__Exercise details__
Copy out every line of the data that has the word "green" somewhere in it.
━━━━━━━━━━━━━━━━
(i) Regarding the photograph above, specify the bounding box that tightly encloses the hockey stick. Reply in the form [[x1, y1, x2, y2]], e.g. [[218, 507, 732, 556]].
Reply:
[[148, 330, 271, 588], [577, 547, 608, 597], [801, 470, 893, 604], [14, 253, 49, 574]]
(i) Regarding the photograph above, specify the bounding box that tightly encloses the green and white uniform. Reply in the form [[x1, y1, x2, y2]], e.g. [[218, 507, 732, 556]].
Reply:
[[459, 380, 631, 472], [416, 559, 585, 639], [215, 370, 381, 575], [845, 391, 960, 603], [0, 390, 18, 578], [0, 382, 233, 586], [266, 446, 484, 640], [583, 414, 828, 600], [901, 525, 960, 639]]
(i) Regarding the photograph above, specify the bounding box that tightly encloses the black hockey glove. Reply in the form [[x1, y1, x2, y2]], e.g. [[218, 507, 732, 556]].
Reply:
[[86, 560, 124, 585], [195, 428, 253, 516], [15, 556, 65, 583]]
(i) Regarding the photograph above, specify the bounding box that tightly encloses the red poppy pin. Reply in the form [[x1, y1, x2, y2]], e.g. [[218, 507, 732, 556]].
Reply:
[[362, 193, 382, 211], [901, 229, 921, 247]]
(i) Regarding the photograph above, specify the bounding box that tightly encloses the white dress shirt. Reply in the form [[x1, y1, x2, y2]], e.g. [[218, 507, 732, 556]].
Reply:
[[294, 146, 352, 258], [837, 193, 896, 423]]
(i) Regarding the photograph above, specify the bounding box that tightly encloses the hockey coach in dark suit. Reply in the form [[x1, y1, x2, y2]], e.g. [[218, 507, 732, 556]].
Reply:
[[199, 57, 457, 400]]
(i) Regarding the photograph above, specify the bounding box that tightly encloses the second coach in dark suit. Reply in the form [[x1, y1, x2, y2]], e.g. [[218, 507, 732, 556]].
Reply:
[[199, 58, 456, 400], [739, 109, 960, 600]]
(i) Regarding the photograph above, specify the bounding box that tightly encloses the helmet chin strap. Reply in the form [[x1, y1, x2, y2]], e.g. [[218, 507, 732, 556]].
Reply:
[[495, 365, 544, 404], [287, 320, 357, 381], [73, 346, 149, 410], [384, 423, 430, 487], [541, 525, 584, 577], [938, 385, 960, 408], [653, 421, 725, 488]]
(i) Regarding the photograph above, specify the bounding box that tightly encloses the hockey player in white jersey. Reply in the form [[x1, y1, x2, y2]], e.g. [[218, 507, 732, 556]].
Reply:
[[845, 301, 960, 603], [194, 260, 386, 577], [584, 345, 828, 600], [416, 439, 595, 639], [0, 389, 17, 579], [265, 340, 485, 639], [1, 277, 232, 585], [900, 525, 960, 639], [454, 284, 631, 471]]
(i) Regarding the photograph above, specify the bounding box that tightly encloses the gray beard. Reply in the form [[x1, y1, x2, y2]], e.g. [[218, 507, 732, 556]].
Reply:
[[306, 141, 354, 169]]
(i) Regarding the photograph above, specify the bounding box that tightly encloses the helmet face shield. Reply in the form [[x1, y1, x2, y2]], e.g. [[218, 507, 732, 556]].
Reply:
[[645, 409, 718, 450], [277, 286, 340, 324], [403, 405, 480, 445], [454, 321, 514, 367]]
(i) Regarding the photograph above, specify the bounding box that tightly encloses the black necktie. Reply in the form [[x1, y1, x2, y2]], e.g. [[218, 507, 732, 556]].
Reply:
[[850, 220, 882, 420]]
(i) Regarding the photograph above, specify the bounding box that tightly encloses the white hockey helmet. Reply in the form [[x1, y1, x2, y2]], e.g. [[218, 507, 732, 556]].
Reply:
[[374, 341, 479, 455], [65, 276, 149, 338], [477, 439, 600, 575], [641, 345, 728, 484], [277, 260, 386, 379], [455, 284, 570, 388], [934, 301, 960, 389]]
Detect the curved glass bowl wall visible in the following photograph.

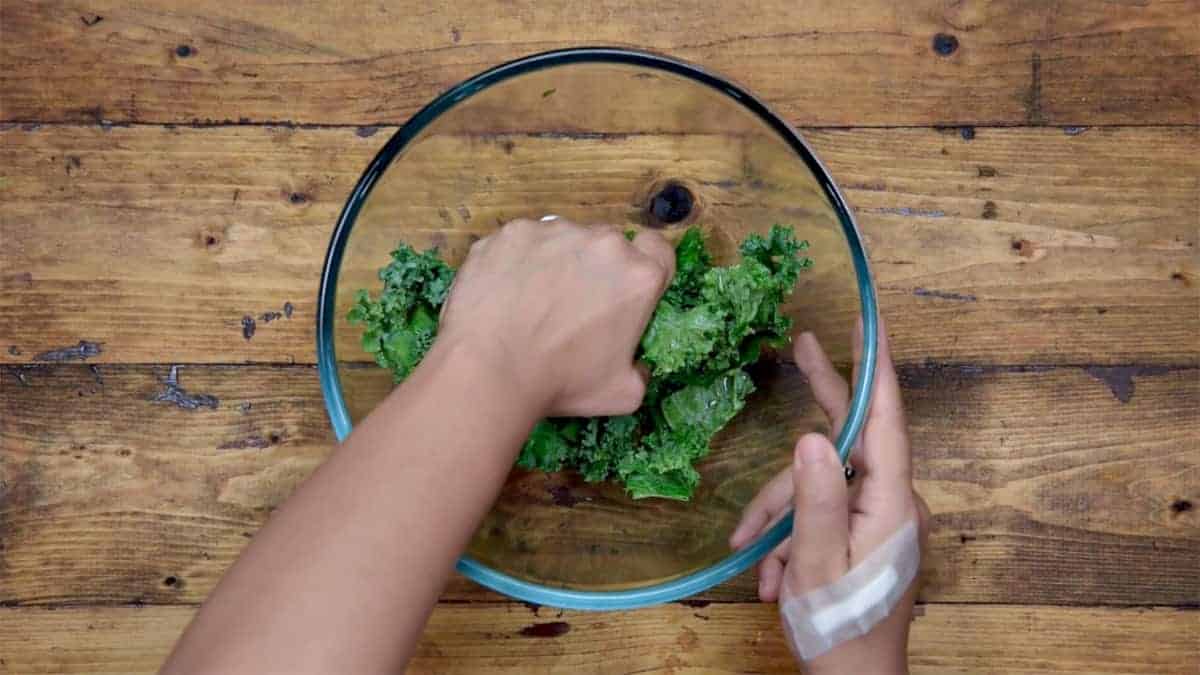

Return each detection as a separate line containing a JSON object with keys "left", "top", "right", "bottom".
{"left": 318, "top": 49, "right": 877, "bottom": 609}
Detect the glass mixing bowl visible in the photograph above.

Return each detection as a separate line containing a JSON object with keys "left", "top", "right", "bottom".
{"left": 317, "top": 48, "right": 877, "bottom": 610}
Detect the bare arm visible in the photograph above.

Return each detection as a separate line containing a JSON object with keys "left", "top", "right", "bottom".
{"left": 161, "top": 219, "right": 675, "bottom": 674}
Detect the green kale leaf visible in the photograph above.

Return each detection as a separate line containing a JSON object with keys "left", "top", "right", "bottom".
{"left": 351, "top": 225, "right": 811, "bottom": 500}
{"left": 347, "top": 243, "right": 453, "bottom": 381}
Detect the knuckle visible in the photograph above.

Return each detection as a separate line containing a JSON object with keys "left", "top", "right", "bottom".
{"left": 593, "top": 229, "right": 627, "bottom": 251}
{"left": 630, "top": 259, "right": 667, "bottom": 289}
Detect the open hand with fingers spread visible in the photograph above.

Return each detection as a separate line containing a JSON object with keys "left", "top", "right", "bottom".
{"left": 729, "top": 324, "right": 929, "bottom": 674}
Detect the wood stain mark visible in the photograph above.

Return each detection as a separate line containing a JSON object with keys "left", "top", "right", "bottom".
{"left": 34, "top": 340, "right": 102, "bottom": 362}
{"left": 896, "top": 362, "right": 1055, "bottom": 390}
{"left": 859, "top": 206, "right": 946, "bottom": 218}
{"left": 547, "top": 485, "right": 580, "bottom": 508}
{"left": 1011, "top": 239, "right": 1036, "bottom": 257}
{"left": 913, "top": 288, "right": 978, "bottom": 302}
{"left": 677, "top": 626, "right": 700, "bottom": 651}
{"left": 151, "top": 365, "right": 219, "bottom": 410}
{"left": 217, "top": 436, "right": 274, "bottom": 451}
{"left": 519, "top": 621, "right": 570, "bottom": 638}
{"left": 1083, "top": 365, "right": 1171, "bottom": 404}
{"left": 2, "top": 272, "right": 33, "bottom": 288}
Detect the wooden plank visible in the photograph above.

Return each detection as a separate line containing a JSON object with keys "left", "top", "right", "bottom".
{"left": 2, "top": 363, "right": 1196, "bottom": 606}
{"left": 0, "top": 604, "right": 1196, "bottom": 674}
{"left": 1, "top": 1, "right": 1197, "bottom": 126}
{"left": 2, "top": 125, "right": 1196, "bottom": 366}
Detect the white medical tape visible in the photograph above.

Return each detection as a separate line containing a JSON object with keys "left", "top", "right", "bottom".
{"left": 540, "top": 214, "right": 561, "bottom": 222}
{"left": 779, "top": 518, "right": 920, "bottom": 661}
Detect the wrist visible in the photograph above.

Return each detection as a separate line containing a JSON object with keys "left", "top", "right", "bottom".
{"left": 802, "top": 638, "right": 908, "bottom": 675}
{"left": 424, "top": 331, "right": 553, "bottom": 421}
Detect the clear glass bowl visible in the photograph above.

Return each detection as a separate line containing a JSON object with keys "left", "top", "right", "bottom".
{"left": 317, "top": 48, "right": 877, "bottom": 609}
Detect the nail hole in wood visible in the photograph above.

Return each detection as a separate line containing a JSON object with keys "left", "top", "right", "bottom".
{"left": 932, "top": 34, "right": 959, "bottom": 56}
{"left": 646, "top": 182, "right": 695, "bottom": 227}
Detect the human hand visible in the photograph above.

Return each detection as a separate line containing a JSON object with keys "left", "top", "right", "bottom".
{"left": 438, "top": 217, "right": 675, "bottom": 418}
{"left": 729, "top": 323, "right": 929, "bottom": 674}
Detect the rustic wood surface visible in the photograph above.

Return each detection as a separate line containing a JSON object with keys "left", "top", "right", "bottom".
{"left": 2, "top": 1, "right": 1198, "bottom": 673}
{"left": 2, "top": 1, "right": 1198, "bottom": 126}
{"left": 1, "top": 604, "right": 1197, "bottom": 675}
{"left": 2, "top": 363, "right": 1196, "bottom": 607}
{"left": 3, "top": 125, "right": 1196, "bottom": 366}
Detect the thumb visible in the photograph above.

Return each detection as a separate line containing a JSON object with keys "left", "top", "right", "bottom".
{"left": 786, "top": 433, "right": 851, "bottom": 592}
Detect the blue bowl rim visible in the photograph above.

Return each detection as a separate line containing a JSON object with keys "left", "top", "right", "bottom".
{"left": 316, "top": 46, "right": 878, "bottom": 611}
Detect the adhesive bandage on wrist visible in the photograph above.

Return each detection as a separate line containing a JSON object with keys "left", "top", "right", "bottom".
{"left": 779, "top": 519, "right": 920, "bottom": 661}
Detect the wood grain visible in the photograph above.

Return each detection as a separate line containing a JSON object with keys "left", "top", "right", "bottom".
{"left": 3, "top": 3, "right": 1198, "bottom": 673}
{"left": 1, "top": 1, "right": 1197, "bottom": 126}
{"left": 2, "top": 125, "right": 1196, "bottom": 366}
{"left": 2, "top": 362, "right": 1195, "bottom": 606}
{"left": 1, "top": 604, "right": 1196, "bottom": 674}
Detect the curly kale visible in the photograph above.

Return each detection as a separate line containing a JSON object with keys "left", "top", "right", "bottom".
{"left": 350, "top": 225, "right": 811, "bottom": 500}
{"left": 347, "top": 244, "right": 453, "bottom": 381}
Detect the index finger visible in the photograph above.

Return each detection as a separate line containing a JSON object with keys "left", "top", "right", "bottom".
{"left": 856, "top": 318, "right": 913, "bottom": 500}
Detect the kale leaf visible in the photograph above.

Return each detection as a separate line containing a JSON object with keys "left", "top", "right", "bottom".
{"left": 350, "top": 225, "right": 811, "bottom": 500}
{"left": 348, "top": 244, "right": 453, "bottom": 381}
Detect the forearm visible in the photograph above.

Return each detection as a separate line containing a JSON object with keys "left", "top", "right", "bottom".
{"left": 162, "top": 338, "right": 539, "bottom": 674}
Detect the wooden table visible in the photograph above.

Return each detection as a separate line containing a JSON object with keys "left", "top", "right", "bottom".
{"left": 2, "top": 2, "right": 1197, "bottom": 672}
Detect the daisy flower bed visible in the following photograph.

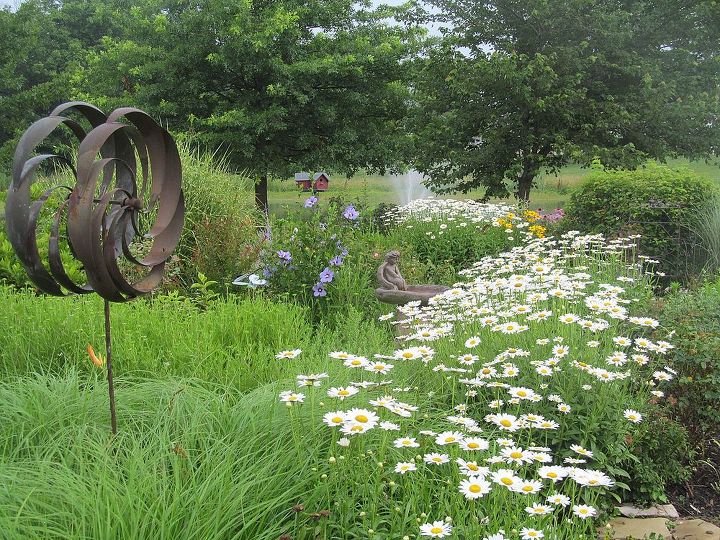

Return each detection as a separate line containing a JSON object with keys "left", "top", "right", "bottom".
{"left": 382, "top": 199, "right": 548, "bottom": 273}
{"left": 275, "top": 230, "right": 675, "bottom": 539}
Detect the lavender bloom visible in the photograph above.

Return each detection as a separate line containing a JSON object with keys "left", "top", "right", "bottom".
{"left": 319, "top": 267, "right": 335, "bottom": 283}
{"left": 329, "top": 255, "right": 344, "bottom": 267}
{"left": 277, "top": 250, "right": 292, "bottom": 264}
{"left": 304, "top": 196, "right": 318, "bottom": 208}
{"left": 343, "top": 205, "right": 359, "bottom": 221}
{"left": 312, "top": 283, "right": 327, "bottom": 297}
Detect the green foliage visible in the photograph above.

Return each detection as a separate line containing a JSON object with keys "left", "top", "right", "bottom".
{"left": 564, "top": 162, "right": 718, "bottom": 281}
{"left": 0, "top": 0, "right": 130, "bottom": 167}
{"left": 0, "top": 373, "right": 323, "bottom": 539}
{"left": 73, "top": 0, "right": 421, "bottom": 182}
{"left": 396, "top": 218, "right": 511, "bottom": 275}
{"left": 0, "top": 285, "right": 311, "bottom": 390}
{"left": 412, "top": 0, "right": 720, "bottom": 200}
{"left": 622, "top": 413, "right": 693, "bottom": 503}
{"left": 659, "top": 279, "right": 720, "bottom": 441}
{"left": 262, "top": 197, "right": 361, "bottom": 316}
{"left": 174, "top": 144, "right": 263, "bottom": 288}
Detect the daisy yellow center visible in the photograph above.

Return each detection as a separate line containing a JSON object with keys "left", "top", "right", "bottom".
{"left": 351, "top": 425, "right": 363, "bottom": 432}
{"left": 468, "top": 464, "right": 479, "bottom": 471}
{"left": 579, "top": 508, "right": 589, "bottom": 514}
{"left": 469, "top": 485, "right": 481, "bottom": 493}
{"left": 339, "top": 390, "right": 349, "bottom": 396}
{"left": 403, "top": 352, "right": 414, "bottom": 358}
{"left": 355, "top": 415, "right": 368, "bottom": 423}
{"left": 468, "top": 442, "right": 479, "bottom": 449}
{"left": 374, "top": 365, "right": 384, "bottom": 370}
{"left": 588, "top": 479, "right": 598, "bottom": 485}
{"left": 501, "top": 477, "right": 514, "bottom": 485}
{"left": 351, "top": 360, "right": 361, "bottom": 365}
{"left": 548, "top": 472, "right": 558, "bottom": 478}
{"left": 402, "top": 440, "right": 411, "bottom": 445}
{"left": 517, "top": 391, "right": 527, "bottom": 397}
{"left": 430, "top": 527, "right": 443, "bottom": 534}
{"left": 445, "top": 437, "right": 456, "bottom": 442}
{"left": 500, "top": 419, "right": 512, "bottom": 427}
{"left": 482, "top": 369, "right": 491, "bottom": 374}
{"left": 332, "top": 417, "right": 343, "bottom": 423}
{"left": 432, "top": 457, "right": 442, "bottom": 462}
{"left": 510, "top": 451, "right": 523, "bottom": 459}
{"left": 522, "top": 485, "right": 533, "bottom": 492}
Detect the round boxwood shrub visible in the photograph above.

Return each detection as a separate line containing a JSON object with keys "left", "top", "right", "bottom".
{"left": 564, "top": 162, "right": 718, "bottom": 281}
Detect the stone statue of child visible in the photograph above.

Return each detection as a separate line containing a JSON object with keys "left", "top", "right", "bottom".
{"left": 377, "top": 250, "right": 407, "bottom": 291}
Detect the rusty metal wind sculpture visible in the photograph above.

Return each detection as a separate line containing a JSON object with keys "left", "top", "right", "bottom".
{"left": 5, "top": 101, "right": 185, "bottom": 434}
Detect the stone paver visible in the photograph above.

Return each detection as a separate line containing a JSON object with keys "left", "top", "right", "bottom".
{"left": 604, "top": 517, "right": 672, "bottom": 539}
{"left": 674, "top": 519, "right": 720, "bottom": 540}
{"left": 617, "top": 504, "right": 680, "bottom": 519}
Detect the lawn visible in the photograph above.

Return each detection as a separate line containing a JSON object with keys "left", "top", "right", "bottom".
{"left": 264, "top": 159, "right": 720, "bottom": 215}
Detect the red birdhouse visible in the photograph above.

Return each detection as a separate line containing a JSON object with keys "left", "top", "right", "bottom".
{"left": 295, "top": 172, "right": 312, "bottom": 191}
{"left": 313, "top": 172, "right": 330, "bottom": 192}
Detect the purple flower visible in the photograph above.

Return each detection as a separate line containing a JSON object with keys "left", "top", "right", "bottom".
{"left": 343, "top": 205, "right": 359, "bottom": 221}
{"left": 319, "top": 267, "right": 335, "bottom": 283}
{"left": 329, "top": 255, "right": 344, "bottom": 267}
{"left": 312, "top": 283, "right": 327, "bottom": 297}
{"left": 277, "top": 250, "right": 292, "bottom": 264}
{"left": 304, "top": 196, "right": 318, "bottom": 208}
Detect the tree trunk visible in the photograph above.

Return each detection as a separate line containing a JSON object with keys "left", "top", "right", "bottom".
{"left": 255, "top": 173, "right": 269, "bottom": 215}
{"left": 516, "top": 168, "right": 535, "bottom": 203}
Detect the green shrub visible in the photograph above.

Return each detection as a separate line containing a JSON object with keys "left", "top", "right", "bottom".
{"left": 175, "top": 144, "right": 263, "bottom": 288}
{"left": 621, "top": 413, "right": 693, "bottom": 503}
{"left": 564, "top": 161, "right": 718, "bottom": 281}
{"left": 398, "top": 220, "right": 511, "bottom": 273}
{"left": 658, "top": 278, "right": 720, "bottom": 441}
━━━━━━━━━━━━━━━━
__Task solution__
(i) Regarding the photograph above, specify the bounding box that tightly encloses the green and white uniform. Reply in the form [[x1, y1, x2, y2]], e.g. [[218, 507, 732, 556]].
Detect the green kale leaf visible in the photograph above.
Detect the green foliage visible in the photograph above.
Detect the green shrub visible in the photograph above.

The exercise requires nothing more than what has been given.